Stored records
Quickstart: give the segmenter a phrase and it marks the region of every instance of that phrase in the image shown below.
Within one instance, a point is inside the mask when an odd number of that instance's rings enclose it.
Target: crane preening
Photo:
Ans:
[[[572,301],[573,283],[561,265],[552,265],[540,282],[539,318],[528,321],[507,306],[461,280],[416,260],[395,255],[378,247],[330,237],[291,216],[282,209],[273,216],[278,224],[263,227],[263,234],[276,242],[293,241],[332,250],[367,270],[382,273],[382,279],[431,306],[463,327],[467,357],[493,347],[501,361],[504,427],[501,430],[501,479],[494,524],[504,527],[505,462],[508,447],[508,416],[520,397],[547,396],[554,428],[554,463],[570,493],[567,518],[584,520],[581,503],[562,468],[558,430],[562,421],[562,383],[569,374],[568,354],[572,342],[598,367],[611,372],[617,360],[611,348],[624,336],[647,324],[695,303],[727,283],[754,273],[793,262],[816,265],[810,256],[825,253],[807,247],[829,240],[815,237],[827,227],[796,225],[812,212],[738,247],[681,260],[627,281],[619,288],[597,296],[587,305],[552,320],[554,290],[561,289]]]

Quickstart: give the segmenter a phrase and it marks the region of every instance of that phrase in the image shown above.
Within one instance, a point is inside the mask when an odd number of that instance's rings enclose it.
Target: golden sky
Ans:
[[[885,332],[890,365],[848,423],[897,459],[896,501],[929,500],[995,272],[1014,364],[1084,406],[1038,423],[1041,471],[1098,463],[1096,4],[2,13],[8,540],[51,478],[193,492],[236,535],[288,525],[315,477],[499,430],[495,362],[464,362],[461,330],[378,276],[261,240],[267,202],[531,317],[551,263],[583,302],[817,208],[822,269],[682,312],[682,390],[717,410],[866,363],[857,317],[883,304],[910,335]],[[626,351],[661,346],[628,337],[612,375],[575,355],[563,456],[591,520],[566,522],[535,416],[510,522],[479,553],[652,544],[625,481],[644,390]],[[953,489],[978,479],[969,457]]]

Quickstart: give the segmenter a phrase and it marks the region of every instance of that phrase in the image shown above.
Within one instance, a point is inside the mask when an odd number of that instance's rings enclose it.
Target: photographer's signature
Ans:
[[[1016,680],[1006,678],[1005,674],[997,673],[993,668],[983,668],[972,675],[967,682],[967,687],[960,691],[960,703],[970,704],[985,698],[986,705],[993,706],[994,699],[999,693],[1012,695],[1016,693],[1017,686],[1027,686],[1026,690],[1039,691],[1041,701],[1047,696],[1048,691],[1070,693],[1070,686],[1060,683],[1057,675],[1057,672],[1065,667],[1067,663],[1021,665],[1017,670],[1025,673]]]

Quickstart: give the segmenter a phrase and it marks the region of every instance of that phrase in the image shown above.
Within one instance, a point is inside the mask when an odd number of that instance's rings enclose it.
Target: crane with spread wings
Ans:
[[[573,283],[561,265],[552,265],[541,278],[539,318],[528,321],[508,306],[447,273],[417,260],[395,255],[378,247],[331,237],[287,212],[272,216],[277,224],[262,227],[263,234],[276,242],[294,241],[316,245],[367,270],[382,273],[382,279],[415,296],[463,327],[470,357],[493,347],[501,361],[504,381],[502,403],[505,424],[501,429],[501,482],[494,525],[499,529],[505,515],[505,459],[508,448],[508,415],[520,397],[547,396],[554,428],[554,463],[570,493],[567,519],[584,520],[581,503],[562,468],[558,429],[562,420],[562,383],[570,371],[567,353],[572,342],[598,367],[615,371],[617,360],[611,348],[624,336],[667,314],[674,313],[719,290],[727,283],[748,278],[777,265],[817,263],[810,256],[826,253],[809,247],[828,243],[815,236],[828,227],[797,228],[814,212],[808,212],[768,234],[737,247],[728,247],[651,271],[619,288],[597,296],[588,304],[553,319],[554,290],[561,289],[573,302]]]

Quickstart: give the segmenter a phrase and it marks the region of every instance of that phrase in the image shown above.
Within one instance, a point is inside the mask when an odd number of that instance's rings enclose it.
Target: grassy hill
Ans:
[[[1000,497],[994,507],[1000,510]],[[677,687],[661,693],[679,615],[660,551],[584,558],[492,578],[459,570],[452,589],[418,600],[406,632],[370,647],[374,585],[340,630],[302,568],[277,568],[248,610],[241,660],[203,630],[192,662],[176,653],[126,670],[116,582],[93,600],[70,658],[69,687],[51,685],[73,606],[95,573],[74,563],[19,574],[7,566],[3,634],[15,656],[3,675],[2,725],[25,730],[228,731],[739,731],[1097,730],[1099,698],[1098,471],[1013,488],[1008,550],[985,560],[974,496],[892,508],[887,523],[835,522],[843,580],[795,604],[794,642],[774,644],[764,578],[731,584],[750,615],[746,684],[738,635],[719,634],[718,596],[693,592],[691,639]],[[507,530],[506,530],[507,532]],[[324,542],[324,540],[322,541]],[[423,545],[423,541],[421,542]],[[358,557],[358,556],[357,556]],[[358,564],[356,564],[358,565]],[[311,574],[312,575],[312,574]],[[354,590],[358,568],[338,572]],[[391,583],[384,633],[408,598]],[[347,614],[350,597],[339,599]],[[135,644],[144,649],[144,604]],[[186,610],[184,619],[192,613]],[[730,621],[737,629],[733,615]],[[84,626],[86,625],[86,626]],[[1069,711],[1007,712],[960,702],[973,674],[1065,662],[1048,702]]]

#### [Exercise requirements]
Return each line of the data exactly as written above.

#### [Exercise answer]
Quickstart: give the segmenter a phrase and it marks the region of every instance of that phrase in the image shown below.
Within one instance, a point is inside the mask when an odd number of that instance's rings enclose it.
Target: crane preening
Photo:
Ans:
[[[572,301],[573,283],[561,265],[552,265],[540,282],[539,318],[528,321],[507,306],[461,280],[416,260],[395,255],[378,247],[330,237],[291,216],[282,209],[273,216],[278,224],[263,227],[263,234],[276,242],[293,241],[332,250],[367,270],[382,273],[382,279],[431,306],[463,327],[467,357],[493,347],[501,361],[504,427],[501,430],[501,479],[494,524],[504,527],[505,462],[508,447],[508,416],[520,397],[547,396],[554,428],[554,463],[570,493],[567,518],[584,520],[581,503],[562,468],[558,430],[562,421],[562,383],[569,374],[568,354],[572,342],[598,367],[611,372],[617,360],[611,348],[624,336],[647,324],[695,303],[727,283],[754,273],[793,262],[816,265],[810,256],[825,253],[807,247],[829,240],[815,237],[827,227],[796,225],[812,212],[738,247],[681,260],[627,281],[619,288],[597,296],[587,305],[552,320],[554,290],[561,289]]]

Quickstart: give the segmenter a phrase and it marks the region of every instance of that phrase in the image shown above.
Within one instance, a point is inside the mask when an odd number of that instance's rings enclose it.
Target: golden sky
Ans:
[[[885,332],[890,365],[848,423],[897,459],[896,501],[929,500],[995,272],[1014,364],[1084,406],[1038,423],[1041,471],[1098,463],[1096,4],[2,13],[8,540],[51,478],[193,492],[236,535],[288,525],[315,477],[499,430],[495,362],[464,362],[461,330],[378,276],[261,240],[267,202],[531,317],[551,263],[583,302],[817,208],[822,269],[682,312],[682,390],[717,410],[866,363],[857,317],[883,304],[910,335]],[[626,351],[661,346],[628,337],[612,375],[575,355],[563,456],[591,520],[566,522],[535,416],[510,522],[479,553],[652,544],[625,481],[644,390]],[[953,489],[978,479],[969,457]]]

Quickstart: give the segmenter a phrase and it marks the region of every instance of that phrase in the image shown above.
Within one instance, a point is inside the mask when an odd number of that instance's rings enclose it.
Target: photographer's signature
Ans:
[[[1016,680],[1006,678],[1005,674],[997,673],[993,668],[983,668],[972,675],[967,682],[967,687],[960,691],[960,703],[970,704],[985,698],[986,705],[993,706],[994,699],[999,693],[1012,695],[1016,693],[1017,686],[1027,686],[1026,690],[1039,691],[1041,701],[1047,696],[1048,691],[1070,693],[1070,686],[1060,683],[1057,675],[1057,672],[1065,667],[1067,663],[1021,665],[1017,670],[1025,673]]]

Quickstart: give the segmenter a phrase and it marks the region of every instance of that phrase in the image shown above.
Within one instance, a point is inside the mask when an odd number of that instance's rings enclose it.
Target: crane with spread wings
Ans:
[[[573,283],[561,265],[552,265],[541,278],[539,318],[528,321],[508,306],[447,273],[417,260],[395,255],[378,247],[331,237],[287,212],[272,216],[277,224],[262,227],[263,234],[276,242],[294,241],[316,245],[367,270],[382,273],[382,279],[415,296],[463,327],[470,357],[493,347],[501,361],[504,381],[502,403],[505,424],[501,429],[501,482],[494,525],[499,529],[505,515],[505,459],[508,448],[508,415],[520,397],[547,396],[554,428],[554,463],[570,493],[567,519],[584,520],[581,503],[562,468],[558,429],[562,420],[562,383],[570,371],[567,353],[572,342],[598,367],[615,371],[617,360],[611,348],[624,336],[667,314],[674,313],[719,290],[727,283],[748,278],[777,265],[817,263],[810,256],[826,253],[809,247],[828,243],[815,236],[828,227],[797,228],[814,212],[808,212],[768,234],[737,247],[728,247],[651,271],[619,288],[597,296],[588,304],[553,319],[554,290],[561,289],[573,302]]]

Quickstart: give the segmenter a phrase and it marks the region of every instance of that phrase in the image shown above.
Within one instance, a point is inside the mask when an odd number of that instance's rings enclose it.
Target: grassy hill
Ans:
[[[1000,497],[994,507],[1000,510]],[[677,687],[661,693],[679,615],[660,551],[584,558],[492,578],[459,570],[452,589],[418,600],[406,632],[370,647],[374,585],[340,630],[302,568],[277,568],[248,610],[241,660],[203,630],[192,662],[176,653],[126,670],[116,582],[93,600],[70,658],[69,687],[51,685],[73,606],[95,573],[74,563],[19,574],[7,566],[3,634],[15,656],[3,675],[2,725],[25,730],[228,731],[739,731],[1097,730],[1099,698],[1098,471],[1013,488],[1008,550],[985,560],[974,496],[892,508],[887,523],[835,522],[843,580],[795,604],[794,642],[774,644],[764,578],[731,584],[750,615],[746,684],[738,635],[719,634],[718,596],[693,592],[691,639]],[[507,530],[506,530],[507,532]],[[324,542],[324,540],[322,541]],[[423,545],[423,541],[421,542]],[[358,557],[358,556],[357,556]],[[358,564],[356,564],[358,565]],[[311,574],[312,575],[312,574]],[[354,590],[358,568],[338,572]],[[391,583],[384,633],[408,598]],[[347,614],[350,597],[339,599]],[[135,644],[144,649],[144,604]],[[186,610],[184,619],[192,613]],[[730,621],[737,629],[733,615]],[[84,626],[86,625],[86,626]],[[1069,711],[1007,712],[960,702],[973,674],[1065,662],[1048,702]]]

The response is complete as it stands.